_Task details_. Render all of the material below as a two-column CSV with the header instruction,response, giving one row for each instruction and its answer. Enclose every field in double quotes and replace any line breaks inside a field with spaces.

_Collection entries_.

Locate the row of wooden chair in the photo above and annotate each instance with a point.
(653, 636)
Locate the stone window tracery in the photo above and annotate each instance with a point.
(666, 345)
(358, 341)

_Finished task_.
instruction,response
"Locate the row of wooden chair in the photo above and annotate each instance with a point.","(653, 636)"
"Locate the stone window tracery in the photo above and annotate each instance with a point.","(666, 345) (358, 341)"